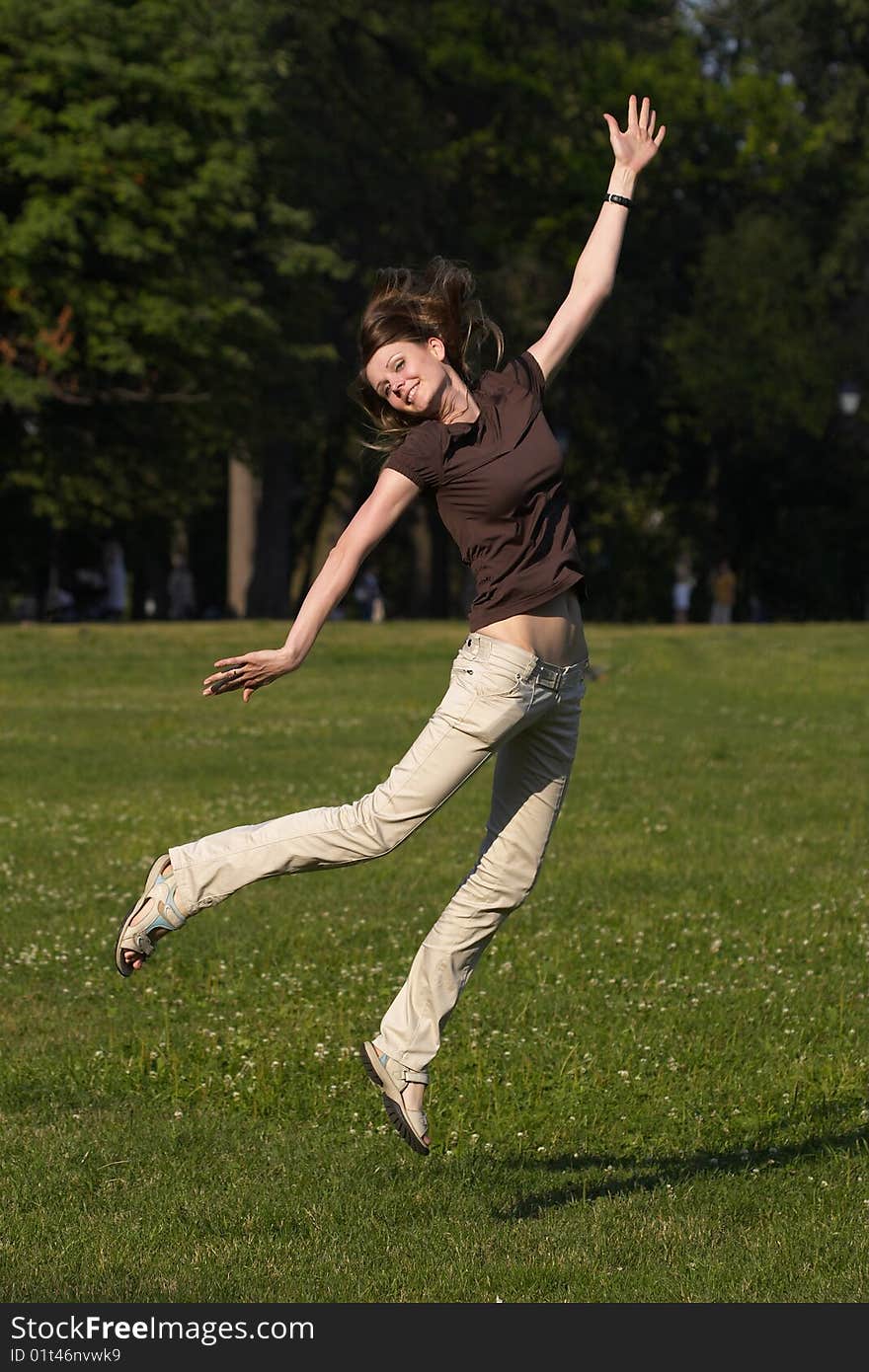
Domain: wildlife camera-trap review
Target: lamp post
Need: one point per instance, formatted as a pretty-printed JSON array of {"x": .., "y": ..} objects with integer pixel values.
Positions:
[{"x": 848, "y": 404}]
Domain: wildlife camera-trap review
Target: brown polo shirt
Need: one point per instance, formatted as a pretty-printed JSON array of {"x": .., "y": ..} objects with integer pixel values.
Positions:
[{"x": 499, "y": 489}]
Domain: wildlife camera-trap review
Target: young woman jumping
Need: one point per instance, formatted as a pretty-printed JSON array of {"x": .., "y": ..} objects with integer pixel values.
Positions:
[{"x": 516, "y": 683}]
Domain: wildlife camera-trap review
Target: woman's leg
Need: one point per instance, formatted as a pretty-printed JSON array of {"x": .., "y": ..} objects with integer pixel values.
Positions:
[
  {"x": 531, "y": 774},
  {"x": 457, "y": 739}
]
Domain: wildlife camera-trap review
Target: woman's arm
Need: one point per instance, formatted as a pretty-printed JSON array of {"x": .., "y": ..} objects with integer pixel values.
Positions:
[
  {"x": 594, "y": 271},
  {"x": 249, "y": 671}
]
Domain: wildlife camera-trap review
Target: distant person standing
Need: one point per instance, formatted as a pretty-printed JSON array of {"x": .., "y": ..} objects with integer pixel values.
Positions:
[
  {"x": 368, "y": 595},
  {"x": 682, "y": 589},
  {"x": 115, "y": 577},
  {"x": 722, "y": 583},
  {"x": 180, "y": 589}
]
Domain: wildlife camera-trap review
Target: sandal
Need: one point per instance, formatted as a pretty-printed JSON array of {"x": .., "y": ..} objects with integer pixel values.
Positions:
[
  {"x": 155, "y": 908},
  {"x": 391, "y": 1077}
]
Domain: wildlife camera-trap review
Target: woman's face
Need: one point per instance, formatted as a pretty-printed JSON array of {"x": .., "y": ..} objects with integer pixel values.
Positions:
[{"x": 411, "y": 376}]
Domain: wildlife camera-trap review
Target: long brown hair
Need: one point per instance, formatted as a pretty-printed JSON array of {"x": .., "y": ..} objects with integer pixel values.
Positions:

## Task goal
Once the pictures are set aside, output all of the data above verbatim.

## Solved problem
Domain: wildlife camera-trap review
Target: lamp post
Need: one point per instance, formatted as a pretty-printed JSON array of {"x": .., "y": ..} objects with integer pixel values.
Positions:
[{"x": 848, "y": 404}]
Domain: wildlife camera-trap review
Target: brown polo shirt
Need: one point per instance, formatted as a pretty-printed JSON array of {"x": .., "y": ..} objects with integer pixel values.
Positions:
[{"x": 499, "y": 489}]
Domain: wildlife camera-trap review
Target: young woman jumping
Need: one point per instance, formatted as a pretty-printed JSON array of {"x": .., "y": ..} objects with integer pixel values.
Positions:
[{"x": 516, "y": 683}]
Domain: wildlife camera-trap review
Target: woman's leg
Need: one point per instance, formatted as a pretty-printed JSON array of {"x": .., "y": ..} objects with integer pixel values.
Positions:
[
  {"x": 531, "y": 774},
  {"x": 457, "y": 739}
]
Domain: wildlife camera-trap review
Target: woman's arm
Need: one point per instance, formatted as a pretty-printed JSON array of {"x": .., "y": ..} objects with integer pixel values.
Positions:
[
  {"x": 594, "y": 271},
  {"x": 249, "y": 671}
]
Domain: wildlife camera-trap review
Target: distant person standing
Need: one point per instance, formatted as a pretty-printed JSON array of {"x": .., "y": ..} objects with integer pixel values.
Positions:
[
  {"x": 368, "y": 595},
  {"x": 682, "y": 589},
  {"x": 115, "y": 577},
  {"x": 722, "y": 583},
  {"x": 180, "y": 589}
]
Domain: wildlife camera-trap review
Target: sandal
Need: one point per instance, formatted as a pretty-printed JSON array of {"x": .., "y": ..} objects with integer pixel values.
Positions:
[
  {"x": 155, "y": 908},
  {"x": 391, "y": 1077}
]
Domain: wildlife camera-trap review
Target: woman's face
Need: one point per instance, formatted as a pretty-printed JSON array of {"x": .., "y": ..} objects with integer pixel values.
Positions:
[{"x": 411, "y": 376}]
Domain: wildlife camera-trap review
Target: long brown hair
Need: one point per instance, formatted as a pretty-printed JSON array of {"x": .., "y": ..} objects with integer pixel values.
Positions:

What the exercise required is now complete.